| What to produce |
Every record below should be printed exactly as it appears.

| Data |
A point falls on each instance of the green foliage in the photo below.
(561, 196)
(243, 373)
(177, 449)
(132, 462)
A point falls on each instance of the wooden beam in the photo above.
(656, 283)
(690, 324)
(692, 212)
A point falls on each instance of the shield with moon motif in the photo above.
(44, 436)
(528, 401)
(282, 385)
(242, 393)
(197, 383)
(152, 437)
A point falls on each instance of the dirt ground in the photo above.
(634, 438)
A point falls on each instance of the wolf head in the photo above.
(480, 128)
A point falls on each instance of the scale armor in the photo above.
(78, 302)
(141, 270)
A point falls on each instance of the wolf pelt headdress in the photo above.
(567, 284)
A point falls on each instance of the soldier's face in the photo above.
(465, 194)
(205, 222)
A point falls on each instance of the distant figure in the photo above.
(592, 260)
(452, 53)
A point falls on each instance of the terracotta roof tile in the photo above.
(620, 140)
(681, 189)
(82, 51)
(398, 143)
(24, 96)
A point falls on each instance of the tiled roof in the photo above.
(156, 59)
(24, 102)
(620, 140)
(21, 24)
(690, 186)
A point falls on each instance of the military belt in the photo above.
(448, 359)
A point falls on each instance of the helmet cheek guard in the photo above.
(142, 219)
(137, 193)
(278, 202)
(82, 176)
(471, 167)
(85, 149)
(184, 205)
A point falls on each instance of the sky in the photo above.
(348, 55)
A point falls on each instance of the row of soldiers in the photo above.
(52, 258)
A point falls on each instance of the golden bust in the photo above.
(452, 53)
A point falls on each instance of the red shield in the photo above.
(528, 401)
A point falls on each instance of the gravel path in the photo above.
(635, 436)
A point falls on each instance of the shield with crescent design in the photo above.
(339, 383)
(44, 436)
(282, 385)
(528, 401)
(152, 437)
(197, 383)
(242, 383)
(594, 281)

| Your solution |
A point falls on each instance of the green foliage in the photo below.
(561, 196)
(243, 373)
(177, 449)
(132, 462)
A point falls on each instance of the wooden beam in the photo above.
(656, 283)
(690, 324)
(692, 212)
A point falls on each instance of the shield with moon motif in the photo above.
(44, 436)
(528, 401)
(282, 385)
(242, 393)
(197, 383)
(152, 437)
A point falls on each instance of the dirt ground in the photo above.
(634, 438)
A point falls on each instance of the wolf head in the photo above.
(480, 128)
A point falls on each instance of the scale armor in the photo above.
(78, 302)
(141, 270)
A point falls on each instance of the wolf pelt headdress in the photo above.
(567, 284)
A point falls on each instance of the soldier's face in the photo above.
(465, 194)
(205, 222)
A point falls on each instance of the distant figure in the photo above.
(592, 260)
(452, 53)
A point falls on each instance of the terracotta roof tile in the photo above.
(620, 140)
(681, 189)
(82, 51)
(398, 143)
(24, 96)
A point falls on each instance of the tiled roof in the photo above.
(156, 59)
(24, 102)
(620, 140)
(21, 24)
(690, 186)
A point falls on each instance of the military belt in the photo above.
(448, 359)
A point falls on each instance of the helmet cheek guard in the photo above.
(142, 219)
(137, 193)
(278, 202)
(82, 176)
(471, 167)
(85, 149)
(184, 205)
A point falls on each instance of the sky in the photo above.
(348, 55)
A point falls on each instance of the row of soldiers in the photo above.
(52, 258)
A point falls on each instance of the golden bust in the photo above.
(452, 53)
A point falls on each instance of the red shield in the photo above.
(528, 401)
A point falls on each instance of the gravel path in the photo above.
(635, 436)
A point falls on each instance of the shield with crescent design in the photo above.
(339, 383)
(44, 436)
(282, 385)
(528, 401)
(152, 437)
(197, 383)
(242, 383)
(594, 281)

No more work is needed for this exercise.